▶ DATA SECTION:

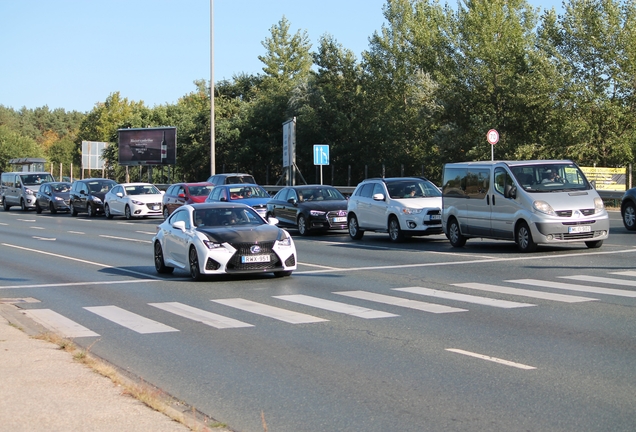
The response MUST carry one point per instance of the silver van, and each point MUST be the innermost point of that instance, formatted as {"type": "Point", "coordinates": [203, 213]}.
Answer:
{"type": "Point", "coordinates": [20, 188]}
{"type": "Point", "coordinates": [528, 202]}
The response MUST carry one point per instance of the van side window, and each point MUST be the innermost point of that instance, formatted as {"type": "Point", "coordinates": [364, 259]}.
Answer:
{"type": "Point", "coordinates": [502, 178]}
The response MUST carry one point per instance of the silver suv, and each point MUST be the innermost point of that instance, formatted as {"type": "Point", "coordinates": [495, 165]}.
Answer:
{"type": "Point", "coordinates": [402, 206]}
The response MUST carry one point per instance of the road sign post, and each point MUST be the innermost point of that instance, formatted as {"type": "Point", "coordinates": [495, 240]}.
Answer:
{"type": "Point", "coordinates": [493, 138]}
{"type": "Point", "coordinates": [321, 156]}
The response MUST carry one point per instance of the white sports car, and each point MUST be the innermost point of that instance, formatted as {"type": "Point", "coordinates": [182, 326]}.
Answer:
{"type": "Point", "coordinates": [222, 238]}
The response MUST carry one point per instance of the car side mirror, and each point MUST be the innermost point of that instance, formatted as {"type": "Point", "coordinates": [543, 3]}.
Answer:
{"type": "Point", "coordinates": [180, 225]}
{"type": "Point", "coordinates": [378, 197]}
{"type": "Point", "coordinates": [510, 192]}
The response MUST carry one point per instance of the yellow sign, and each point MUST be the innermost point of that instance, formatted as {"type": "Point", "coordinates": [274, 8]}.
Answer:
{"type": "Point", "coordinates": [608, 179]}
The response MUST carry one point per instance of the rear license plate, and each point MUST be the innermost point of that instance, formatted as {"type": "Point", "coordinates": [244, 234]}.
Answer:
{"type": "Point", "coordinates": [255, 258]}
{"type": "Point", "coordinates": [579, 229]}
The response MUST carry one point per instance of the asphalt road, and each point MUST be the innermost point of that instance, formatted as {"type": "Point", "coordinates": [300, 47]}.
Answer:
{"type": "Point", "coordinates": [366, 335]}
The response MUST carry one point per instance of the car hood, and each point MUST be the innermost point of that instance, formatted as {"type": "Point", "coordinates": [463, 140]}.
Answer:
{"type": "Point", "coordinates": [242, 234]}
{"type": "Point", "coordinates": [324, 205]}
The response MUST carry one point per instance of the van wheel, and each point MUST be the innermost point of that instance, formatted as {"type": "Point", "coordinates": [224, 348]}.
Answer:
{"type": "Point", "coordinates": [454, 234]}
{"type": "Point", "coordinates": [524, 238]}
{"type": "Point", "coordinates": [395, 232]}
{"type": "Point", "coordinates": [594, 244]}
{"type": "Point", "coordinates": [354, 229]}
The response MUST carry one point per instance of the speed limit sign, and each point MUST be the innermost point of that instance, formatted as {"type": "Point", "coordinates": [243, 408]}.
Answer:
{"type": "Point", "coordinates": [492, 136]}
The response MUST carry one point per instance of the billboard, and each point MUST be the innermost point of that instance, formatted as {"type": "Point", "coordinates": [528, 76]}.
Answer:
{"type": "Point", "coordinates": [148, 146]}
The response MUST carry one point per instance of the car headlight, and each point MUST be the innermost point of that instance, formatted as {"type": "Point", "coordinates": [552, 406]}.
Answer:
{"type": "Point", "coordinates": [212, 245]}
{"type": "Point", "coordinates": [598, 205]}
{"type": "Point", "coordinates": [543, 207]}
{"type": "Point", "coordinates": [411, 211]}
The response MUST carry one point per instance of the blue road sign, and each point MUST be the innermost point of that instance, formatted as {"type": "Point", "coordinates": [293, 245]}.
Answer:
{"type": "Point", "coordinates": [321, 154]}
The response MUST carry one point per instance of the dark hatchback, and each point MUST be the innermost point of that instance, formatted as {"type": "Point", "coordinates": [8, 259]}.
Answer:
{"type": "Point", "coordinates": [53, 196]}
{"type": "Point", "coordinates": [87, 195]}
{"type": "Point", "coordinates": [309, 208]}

▶ GOAL OF THE EXERCISE: Make an exact copy of the whole listing, but don't bring over any pictures.

▶ TASK RESPONSE:
The response MUST carry one point per instance of the silver van, and each point MUST be the innermost point of that instance, formatted as {"type": "Point", "coordinates": [203, 213]}.
Answer:
{"type": "Point", "coordinates": [20, 188]}
{"type": "Point", "coordinates": [528, 202]}
The response MUST carry one point per instance of the van side window, and each point MUST be the innermost point of that instance, formatted as {"type": "Point", "coordinates": [364, 259]}.
Answer:
{"type": "Point", "coordinates": [502, 178]}
The response MUST carry one point per instance of the silver suv, and each point MUST be the innermost point of that instance, formatted as {"type": "Point", "coordinates": [495, 165]}.
Answer:
{"type": "Point", "coordinates": [402, 206]}
The response MUST carry one point per instance of the road sign post, and each point MUST be the innermost point of that instance, formatted as {"type": "Point", "coordinates": [495, 240]}.
Answer:
{"type": "Point", "coordinates": [493, 138]}
{"type": "Point", "coordinates": [321, 156]}
The response MUST carry one point per instance of the white sports car, and each point MUST be the innermost point of that instance, formatted as {"type": "Point", "coordinates": [182, 326]}.
Answer:
{"type": "Point", "coordinates": [222, 238]}
The response MUST carry one point per instance of the car side mirror, and each point MUST be the innermost point of that instance, formatted as {"type": "Point", "coordinates": [543, 3]}.
Answer:
{"type": "Point", "coordinates": [180, 225]}
{"type": "Point", "coordinates": [378, 197]}
{"type": "Point", "coordinates": [510, 192]}
The response MUST carry one point per instance of the yellow sign, and each point MUST be the innermost point of that instance, formatted as {"type": "Point", "coordinates": [274, 8]}.
Answer:
{"type": "Point", "coordinates": [608, 179]}
The response MUST carry one point per instance of the rear license plate, and each point MUST be the innermost point of that instance, formatted as {"type": "Point", "coordinates": [244, 234]}.
Answer:
{"type": "Point", "coordinates": [255, 258]}
{"type": "Point", "coordinates": [579, 229]}
The response MUST carry one point per instance of the asphalt road, and each point MUST be the innermost point of that instance, formatted as {"type": "Point", "coordinates": [300, 47]}.
Answer:
{"type": "Point", "coordinates": [366, 335]}
The response MUST carry one point per instance of the car hood, and each point MUST be the innermost point of that instance, formatted as {"type": "Point", "coordinates": [463, 140]}.
Answer:
{"type": "Point", "coordinates": [242, 234]}
{"type": "Point", "coordinates": [324, 205]}
The response MUST carry one point per instance of the van wheel, and each point MUST be the innermost point of that instance, formatted as {"type": "Point", "coordinates": [224, 348]}.
Answer:
{"type": "Point", "coordinates": [454, 234]}
{"type": "Point", "coordinates": [524, 238]}
{"type": "Point", "coordinates": [395, 232]}
{"type": "Point", "coordinates": [594, 244]}
{"type": "Point", "coordinates": [354, 229]}
The response MUST carry one point per instance of the speed limit sign, and each point MUST be the innermost point of that instance, formatted as {"type": "Point", "coordinates": [243, 408]}.
Answer:
{"type": "Point", "coordinates": [492, 136]}
The response MUST carry one point per instance of the billboard, and each point MUST be the innermost point of that instance, formatted as {"type": "Point", "coordinates": [528, 76]}.
Answer:
{"type": "Point", "coordinates": [148, 146]}
The response MUST carry one point per instance of the car headlight, and each point MUST be the innermost point of that instance, formatted as {"type": "Point", "coordinates": [552, 406]}.
Answer:
{"type": "Point", "coordinates": [212, 245]}
{"type": "Point", "coordinates": [598, 205]}
{"type": "Point", "coordinates": [543, 207]}
{"type": "Point", "coordinates": [411, 211]}
The response MUST carry one point per instance of the blue road sign, and each point MUST be the innermost point of that instance, formatted as {"type": "Point", "coordinates": [293, 245]}.
Answer:
{"type": "Point", "coordinates": [321, 154]}
The response MUST carry one point per instance of the dark hatchback, and each point MUST be the innermost point of that instance, formatted as {"type": "Point", "coordinates": [8, 259]}.
Answer:
{"type": "Point", "coordinates": [53, 196]}
{"type": "Point", "coordinates": [87, 195]}
{"type": "Point", "coordinates": [309, 208]}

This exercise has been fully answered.